== Источник ==
В поведении этого древнего народа, который мы сейчас рассматриваем, было множество печальных примеров всего того, что мы сказали о невежестве. Несомненно, значительная часть беззаконий, которые в силу своей неизбежной направленности и божественного карающего определения навлекли на них бедствия и разрушение, совершалась ими вопреки тому, что они знали. Но в немалой степени именно из-за слепоты к проявлению истины и долга, постоянно стоявших перед ними, они были вовлечены в преступления и последовавшие за ними страдания. Это в равной мере очевидно как из слов, которыми пророки упрекали их в интеллектуальной тупости, так и из удивления, которое они порой, по-видимому, испытывали, обнаруживая себя вовлеченными в возмездие за то, что они не могли счесть серьезными проступками. Казалось, будто они никогда даже не помышляли о таких последствиях; и их наставникам приходилось указывать им на то, что именно из-за их невнимания к божественным велениям и предостережениям они не знали, что подобные действия должны вызвать такое наказание.
То, как одна часть усвоенного знания при исключении других истин, знание которых столь же необходимо, может быть не только бесполезной, но и фактически придавать силу разрушительному заблуждению, ужасающе проиллюстрировано в финальной катастрофе этого избранного, но виновного народа. Они обладали одним важным знанием: что должен прийти Мессия. Они держались этой уверенности не поверхностно, а с твердым убеждением и как вопросом величайшей важности. Но чтобы это знание имело свое надлежащее и благотворное действие, им было крайне необходимо знать также характер этого Мессии и истинную природу его великого замысла. Однако в этом они закрыли свой разум в фатальном довольстве неведением. Буквально весь народ, за незначительным исключением, не сумел, или, вернее, отказался признать вдохновенные откровения относительно этой части предмета.
===
== Выбранные данные ==
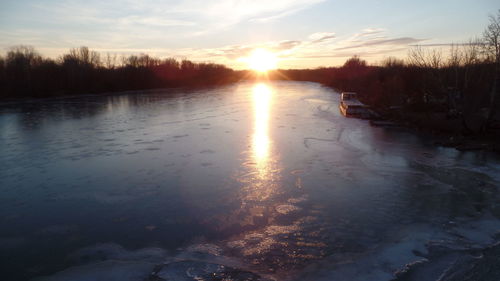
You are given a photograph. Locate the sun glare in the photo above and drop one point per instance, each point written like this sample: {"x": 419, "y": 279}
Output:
{"x": 262, "y": 60}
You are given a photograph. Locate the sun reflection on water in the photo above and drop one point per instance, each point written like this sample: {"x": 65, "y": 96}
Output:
{"x": 261, "y": 104}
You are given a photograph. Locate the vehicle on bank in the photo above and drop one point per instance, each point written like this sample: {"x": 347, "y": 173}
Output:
{"x": 350, "y": 106}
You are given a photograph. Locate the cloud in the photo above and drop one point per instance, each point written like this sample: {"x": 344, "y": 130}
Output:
{"x": 321, "y": 36}
{"x": 378, "y": 42}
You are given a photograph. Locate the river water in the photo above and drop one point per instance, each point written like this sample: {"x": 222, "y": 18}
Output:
{"x": 264, "y": 179}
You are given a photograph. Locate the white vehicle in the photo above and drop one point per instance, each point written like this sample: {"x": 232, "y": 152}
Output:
{"x": 350, "y": 106}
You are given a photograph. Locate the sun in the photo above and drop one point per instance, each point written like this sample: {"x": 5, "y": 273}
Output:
{"x": 262, "y": 60}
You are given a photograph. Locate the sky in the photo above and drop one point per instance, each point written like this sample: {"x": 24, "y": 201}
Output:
{"x": 302, "y": 33}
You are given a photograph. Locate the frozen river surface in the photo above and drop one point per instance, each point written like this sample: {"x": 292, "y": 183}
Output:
{"x": 245, "y": 182}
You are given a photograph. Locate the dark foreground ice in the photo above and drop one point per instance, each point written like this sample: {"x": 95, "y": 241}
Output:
{"x": 252, "y": 181}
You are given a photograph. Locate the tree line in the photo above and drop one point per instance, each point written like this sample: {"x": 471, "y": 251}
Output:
{"x": 462, "y": 82}
{"x": 25, "y": 73}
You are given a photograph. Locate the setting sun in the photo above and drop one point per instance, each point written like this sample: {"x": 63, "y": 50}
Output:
{"x": 262, "y": 60}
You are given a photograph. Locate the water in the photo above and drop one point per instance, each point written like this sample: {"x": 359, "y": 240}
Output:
{"x": 266, "y": 178}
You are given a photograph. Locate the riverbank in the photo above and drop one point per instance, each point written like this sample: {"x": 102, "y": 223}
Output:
{"x": 457, "y": 132}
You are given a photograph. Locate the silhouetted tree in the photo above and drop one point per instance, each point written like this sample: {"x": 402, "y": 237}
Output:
{"x": 491, "y": 37}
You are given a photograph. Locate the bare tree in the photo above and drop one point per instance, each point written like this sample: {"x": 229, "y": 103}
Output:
{"x": 491, "y": 37}
{"x": 110, "y": 61}
{"x": 83, "y": 56}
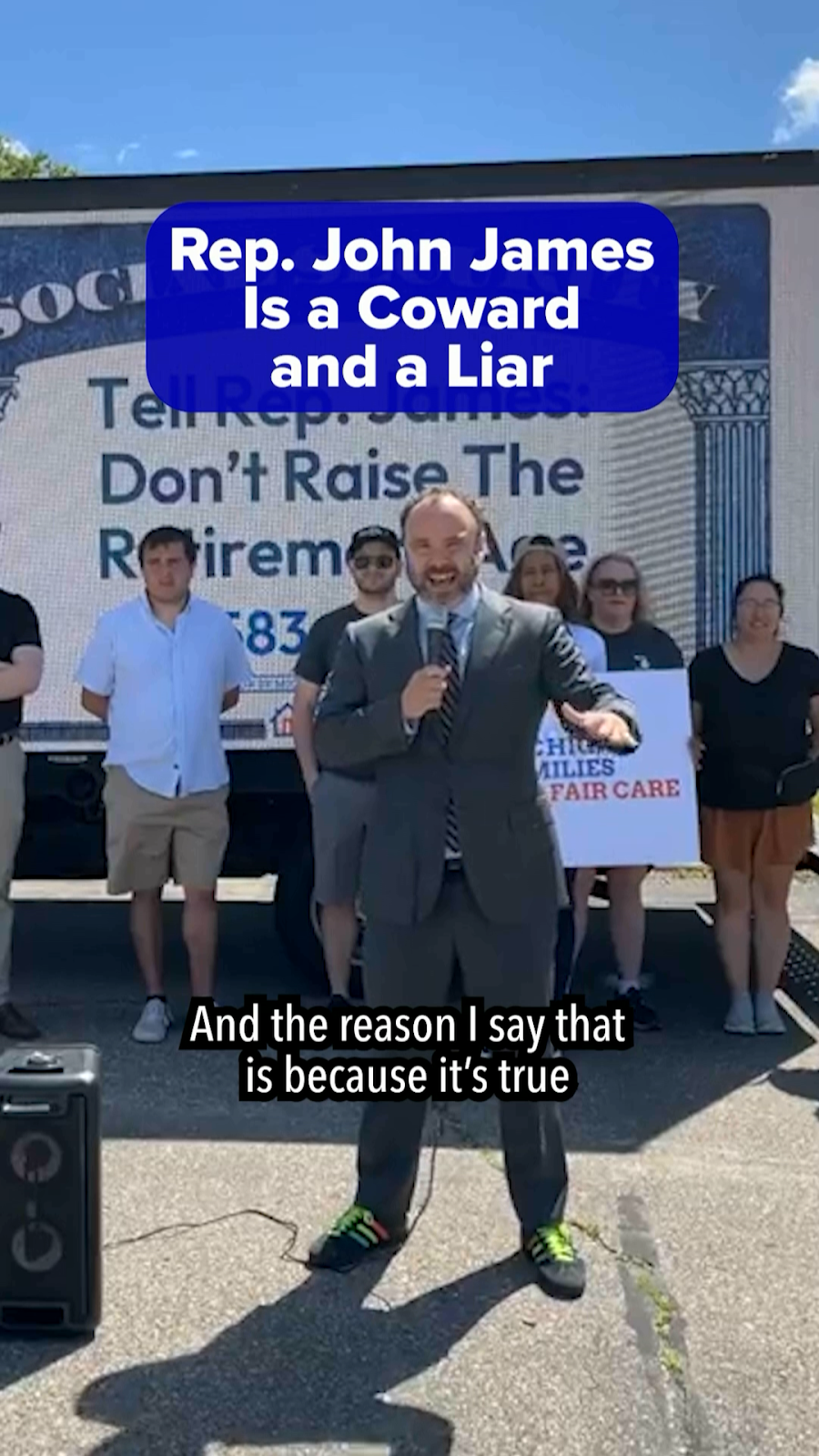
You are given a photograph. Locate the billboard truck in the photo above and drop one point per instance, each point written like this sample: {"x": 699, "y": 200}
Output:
{"x": 717, "y": 480}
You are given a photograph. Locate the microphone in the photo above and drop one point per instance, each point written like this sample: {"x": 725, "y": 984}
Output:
{"x": 436, "y": 633}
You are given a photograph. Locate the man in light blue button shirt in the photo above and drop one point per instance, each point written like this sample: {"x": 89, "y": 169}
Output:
{"x": 160, "y": 670}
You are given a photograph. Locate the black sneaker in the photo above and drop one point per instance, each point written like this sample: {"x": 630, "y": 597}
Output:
{"x": 15, "y": 1026}
{"x": 351, "y": 1238}
{"x": 644, "y": 1016}
{"x": 560, "y": 1270}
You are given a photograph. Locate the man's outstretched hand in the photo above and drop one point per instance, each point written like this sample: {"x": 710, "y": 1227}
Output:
{"x": 599, "y": 727}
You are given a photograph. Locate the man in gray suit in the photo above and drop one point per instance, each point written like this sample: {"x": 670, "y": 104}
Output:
{"x": 445, "y": 695}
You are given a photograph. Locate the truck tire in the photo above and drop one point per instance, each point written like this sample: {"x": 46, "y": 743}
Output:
{"x": 293, "y": 919}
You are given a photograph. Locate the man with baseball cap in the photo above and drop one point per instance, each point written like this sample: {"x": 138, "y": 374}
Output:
{"x": 341, "y": 801}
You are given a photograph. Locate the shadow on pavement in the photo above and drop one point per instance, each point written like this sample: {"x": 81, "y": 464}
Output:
{"x": 73, "y": 966}
{"x": 307, "y": 1370}
{"x": 797, "y": 1082}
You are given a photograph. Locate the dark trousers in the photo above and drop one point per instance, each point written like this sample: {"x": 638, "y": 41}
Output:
{"x": 564, "y": 948}
{"x": 506, "y": 965}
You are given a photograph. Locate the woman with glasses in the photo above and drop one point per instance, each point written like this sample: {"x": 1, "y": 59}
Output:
{"x": 755, "y": 708}
{"x": 541, "y": 574}
{"x": 614, "y": 603}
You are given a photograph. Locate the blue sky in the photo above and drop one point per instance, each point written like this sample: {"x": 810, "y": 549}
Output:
{"x": 184, "y": 86}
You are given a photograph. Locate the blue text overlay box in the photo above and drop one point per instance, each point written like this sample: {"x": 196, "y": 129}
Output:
{"x": 457, "y": 306}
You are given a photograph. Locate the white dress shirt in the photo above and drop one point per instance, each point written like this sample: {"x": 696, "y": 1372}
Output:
{"x": 167, "y": 686}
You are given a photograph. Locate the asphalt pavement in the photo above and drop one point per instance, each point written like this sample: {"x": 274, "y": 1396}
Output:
{"x": 694, "y": 1165}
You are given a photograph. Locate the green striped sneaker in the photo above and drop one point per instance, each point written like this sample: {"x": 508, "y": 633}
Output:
{"x": 350, "y": 1239}
{"x": 560, "y": 1270}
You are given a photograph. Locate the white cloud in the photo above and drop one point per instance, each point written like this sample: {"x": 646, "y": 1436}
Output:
{"x": 800, "y": 102}
{"x": 123, "y": 153}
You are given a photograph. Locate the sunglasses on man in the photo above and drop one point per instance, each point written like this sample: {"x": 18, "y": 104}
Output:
{"x": 375, "y": 562}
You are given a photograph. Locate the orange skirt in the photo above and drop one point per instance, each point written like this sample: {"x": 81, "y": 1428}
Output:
{"x": 753, "y": 839}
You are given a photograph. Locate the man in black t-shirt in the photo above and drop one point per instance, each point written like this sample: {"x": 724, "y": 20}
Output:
{"x": 21, "y": 670}
{"x": 339, "y": 801}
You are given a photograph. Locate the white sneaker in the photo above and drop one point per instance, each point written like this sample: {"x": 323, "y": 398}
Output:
{"x": 153, "y": 1023}
{"x": 768, "y": 1019}
{"x": 741, "y": 1016}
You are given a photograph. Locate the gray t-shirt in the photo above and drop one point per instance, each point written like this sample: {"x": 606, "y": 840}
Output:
{"x": 318, "y": 655}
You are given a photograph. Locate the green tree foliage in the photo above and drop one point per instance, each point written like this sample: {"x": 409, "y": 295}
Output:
{"x": 18, "y": 165}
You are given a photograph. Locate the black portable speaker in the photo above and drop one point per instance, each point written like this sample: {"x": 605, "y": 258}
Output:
{"x": 50, "y": 1190}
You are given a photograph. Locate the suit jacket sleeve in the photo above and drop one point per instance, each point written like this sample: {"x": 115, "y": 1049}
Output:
{"x": 567, "y": 681}
{"x": 349, "y": 728}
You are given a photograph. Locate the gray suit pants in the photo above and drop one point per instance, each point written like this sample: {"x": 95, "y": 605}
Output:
{"x": 506, "y": 965}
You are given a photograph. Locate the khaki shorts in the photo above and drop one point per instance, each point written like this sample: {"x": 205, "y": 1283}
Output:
{"x": 150, "y": 837}
{"x": 753, "y": 839}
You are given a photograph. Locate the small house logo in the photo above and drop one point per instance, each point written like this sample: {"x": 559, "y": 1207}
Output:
{"x": 281, "y": 721}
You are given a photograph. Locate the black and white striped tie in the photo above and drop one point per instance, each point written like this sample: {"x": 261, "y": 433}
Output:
{"x": 446, "y": 718}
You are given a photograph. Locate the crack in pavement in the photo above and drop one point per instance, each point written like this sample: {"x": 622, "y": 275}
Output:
{"x": 651, "y": 1310}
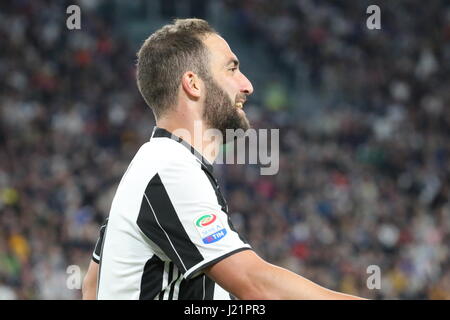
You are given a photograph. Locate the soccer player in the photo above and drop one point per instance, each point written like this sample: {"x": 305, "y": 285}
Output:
{"x": 169, "y": 235}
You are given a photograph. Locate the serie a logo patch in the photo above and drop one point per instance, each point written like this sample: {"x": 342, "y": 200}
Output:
{"x": 210, "y": 228}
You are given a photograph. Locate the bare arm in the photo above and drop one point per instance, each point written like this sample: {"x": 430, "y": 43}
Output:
{"x": 89, "y": 289}
{"x": 249, "y": 277}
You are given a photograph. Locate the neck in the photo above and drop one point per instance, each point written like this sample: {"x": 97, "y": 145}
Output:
{"x": 197, "y": 134}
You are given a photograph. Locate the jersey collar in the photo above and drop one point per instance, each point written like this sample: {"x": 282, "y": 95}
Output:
{"x": 163, "y": 133}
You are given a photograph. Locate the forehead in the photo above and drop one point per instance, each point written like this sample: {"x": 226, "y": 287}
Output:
{"x": 219, "y": 49}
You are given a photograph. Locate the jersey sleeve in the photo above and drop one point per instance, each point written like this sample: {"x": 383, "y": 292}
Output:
{"x": 180, "y": 213}
{"x": 98, "y": 246}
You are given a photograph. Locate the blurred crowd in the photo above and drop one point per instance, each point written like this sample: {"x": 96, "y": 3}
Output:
{"x": 365, "y": 182}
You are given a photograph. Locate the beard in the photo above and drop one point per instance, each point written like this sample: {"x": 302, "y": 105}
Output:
{"x": 220, "y": 112}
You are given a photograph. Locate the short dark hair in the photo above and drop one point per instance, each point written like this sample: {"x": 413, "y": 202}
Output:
{"x": 166, "y": 55}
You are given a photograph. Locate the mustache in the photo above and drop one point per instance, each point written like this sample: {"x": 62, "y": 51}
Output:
{"x": 241, "y": 97}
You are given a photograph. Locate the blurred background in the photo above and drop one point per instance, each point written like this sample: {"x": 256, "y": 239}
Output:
{"x": 364, "y": 119}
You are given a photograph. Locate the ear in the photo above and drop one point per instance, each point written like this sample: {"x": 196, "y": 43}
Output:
{"x": 191, "y": 84}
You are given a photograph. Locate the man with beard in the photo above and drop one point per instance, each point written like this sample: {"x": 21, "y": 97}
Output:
{"x": 169, "y": 235}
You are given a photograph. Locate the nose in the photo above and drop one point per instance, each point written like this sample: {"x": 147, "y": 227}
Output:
{"x": 246, "y": 86}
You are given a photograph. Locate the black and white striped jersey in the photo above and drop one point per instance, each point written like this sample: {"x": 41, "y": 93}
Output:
{"x": 168, "y": 221}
===
Части упражнения>
(1) Какое важное знание имел древний народ, согласно тексту о его невежестве?
(2) Продолжите текст о невежестве древнего народа, начав сразу после его последнего предложения.

Ответы к упражнению>
(1) Он знал, что должен прийти Мессия.

(2)
Теперь наступает следствие знания лишь одной вещи из нескольких, которые должны быть неразрывны в знании. Они сформировали у себя ложное представление о Мессии в соответствии со своими собственными мирскими воображениями; и они распространили полную уверенность, которую справедливо питали относительно его прихода, на это ложное понятие о том, кем он должен быть и что должен совершить, когда придет. Из этого было естественно и неизбежно, что, когда придет истинный Мессия, они не узнают его, и что их враждебность будет возбуждена против человека, который, требуя признания в этом качестве, явился без характеристик, нарисованных в их тщетном воображении, и с прямо противоположными. И таким образом они оказались в несравненно худшем положении для того, чтобы принять его с почестями, когда он действительно явился, чем если бы у них не было знания о том, что Мессия должен прийти. Ибо в таком предположении они могли бы рассматривать его как самое поразительное явление, с любопытством и восхищением, с трепетом перед его чудотворными силами и с таким малым предубеждением, какое только возможно в любом случае для порочности и невежества по отношению к святости и мудрости. Но эта обманчивая предвзятость их умов стала прямой великой причиной их отвержения Иисуса Христа. И как страшно было конечное последствие этого «недостатка знания»! Как истинно, во всех смыслах, народ был погублен! Насильственное истребление множества из них с лица земли было лишь предзнаменованием и началом более глубокой погибели. И этот ужасный мемориал является вечным предостережением о том, какое проклятие — не знать. Ибо Тот, отвержением Которого эти презиратели обрекли себя на погибель, глядя на их великий город и оплакивая судьбу, которую Он видел надвигающейся, сказал: «О, если бы и ты хотя в сей твой день узнал...»
Столько об этом избранном народе: мы можем бросить взгляд на остальной древний мир, как на пример пагубного влияния недостатка знания.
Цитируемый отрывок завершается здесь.